▶ **GIVEN REQUEST A**
Answer these questions using the post titled "In Their Own Words":
(i) When did denominational attorneys present the two papers to presbytery executives?
(ii) Which office has funds available to assist presbyteries when a church is in schism?
(iii) In the sample lawsuit caption, which presbytery is named as the plaintiff?
▶ **GIVEN REQUEST B**
From the records, reproduce the stretch from the line containing "Pretty please, spot the dirt" through the line containing "0, 239, 63, 276", including both of those lines, and nothing else.

Thursday, August 10, 2006

In Their Own Words

Almost one year ago, denominational officials and attorneys wrote up a “game plan” to deal with churches, sessions, and pastors who might consider leaving the denomination. One would hope that the denomination’s plan would include concern for why any congregation might consider this.

The denomination’s plan is hardball as demonstrated in the excerpts below. Any church even considering leaving the denomination is in immediate danger of having its session removed and replaced by Presbytery appointees who would then run the church. Any pastor who speaks out, writes letters (blogs?) to the congregation, or even calls a meeting to discuss leaving is in immediate danger of the presbytery declaring that such pastor has “renounced jurisdiction,” therefore immediately ceasing to be pastor of the church.

Let me quote to you verbatim statements from two papers that denominational attorneys presented last January to presbytery executives, presumably to bring them on board. Note: the term “schismatic” refers to any pastor, session, or congregation who have even talked about separating from the PCUSA. Ironically, schismatic is used to describe churches that are trying to adhere to traditional Presbyterian beliefs—not those people who seek to change the denomination.

  • “Secure the property (both real and personal) of the local church. File an affidavit of property trust on the real estate. The affidavit is filed on the public records for the purpose of warning all persons the title to the real property is in dispute. The affidavit is for the purpose of preserving the rights of the presbytery and true church pending the dispute. Moreover, send a letter to all banks and institutions that hold accounts for the particular church.”

  • “The Office of the Stated Clerk of the General Assembly has some funds available to assist presbyteries when a church is in schism or its property is being used contrary to the Constitution.”

  • “If you initiate the lawsuit, name the defendants as schismatics in the complaint and the caption. This will regularly remind the court of what the central issue is before it (the presbytery’s authority to determine the true church) and the fact that the court must defer to the ecclesiastical decisions of the church governing body. Example: ‘Presbytery of Middle Wyoming v. the Schismatic and Purported Covenant Church of Landsburgh.’”

  • “If the case law is favorable to the presbytery in your state, file a motion for summary judgment as soon as practicable. It is not helpful to allow the schismatics to develop a record when the presbytery has already taken its actions and, under the polity, the result is known. Where the law of your state is firm for the presbytery, move forward with a motion for summary judgment. Knowing they cannot interfere in ecclesiastical disputes, many judges will look favorable upon a motion for summary judgment to dispose of such cases.”

  • “Determine the religious background of your judge….if the judge is from an independent or congregational background (Baptist), then it may be more of a challenge to educate the judge on the wide range of authority a presbytery has over a particular church, especially in regards to property matters.”

  • “Certainly, the Presbyterian Church (U.S.A.) (PCUSA) does not refer to itself as a hierarchical church. When speaking to a civil court, however, it is important to use the language the court uses….Firmly present the PCUSA to the court as a hierarchical church.”

▶ **RECORDS**
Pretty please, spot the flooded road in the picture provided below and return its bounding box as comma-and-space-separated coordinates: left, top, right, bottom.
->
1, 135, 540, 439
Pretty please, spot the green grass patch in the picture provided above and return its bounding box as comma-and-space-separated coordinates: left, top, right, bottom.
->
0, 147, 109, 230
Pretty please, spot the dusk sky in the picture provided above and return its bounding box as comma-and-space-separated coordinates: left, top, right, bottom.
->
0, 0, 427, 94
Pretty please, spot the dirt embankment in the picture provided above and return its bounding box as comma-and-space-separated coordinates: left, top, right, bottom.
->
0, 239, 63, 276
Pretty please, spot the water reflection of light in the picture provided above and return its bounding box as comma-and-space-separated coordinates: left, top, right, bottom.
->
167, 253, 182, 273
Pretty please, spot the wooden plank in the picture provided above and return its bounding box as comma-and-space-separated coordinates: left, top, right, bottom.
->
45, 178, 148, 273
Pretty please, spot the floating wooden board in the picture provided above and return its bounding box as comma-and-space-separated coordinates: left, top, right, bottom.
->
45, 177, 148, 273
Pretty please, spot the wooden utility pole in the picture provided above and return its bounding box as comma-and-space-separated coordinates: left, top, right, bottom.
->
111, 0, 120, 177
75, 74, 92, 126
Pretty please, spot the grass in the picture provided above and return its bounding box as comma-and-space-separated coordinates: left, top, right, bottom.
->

▶ **EXERCISE RESPONSE A**
(i) Last January.
(ii) The Office of the Stated Clerk of the General Assembly.
(iii) The Presbytery of Middle Wyoming.

▶ **EXERCISE RESPONSE B**
Pretty please, spot the dirt embankment in the picture provided above and return its bounding box as comma-and-space-separated coordinates: left, top, right, bottom.
->
0, 239, 63, 276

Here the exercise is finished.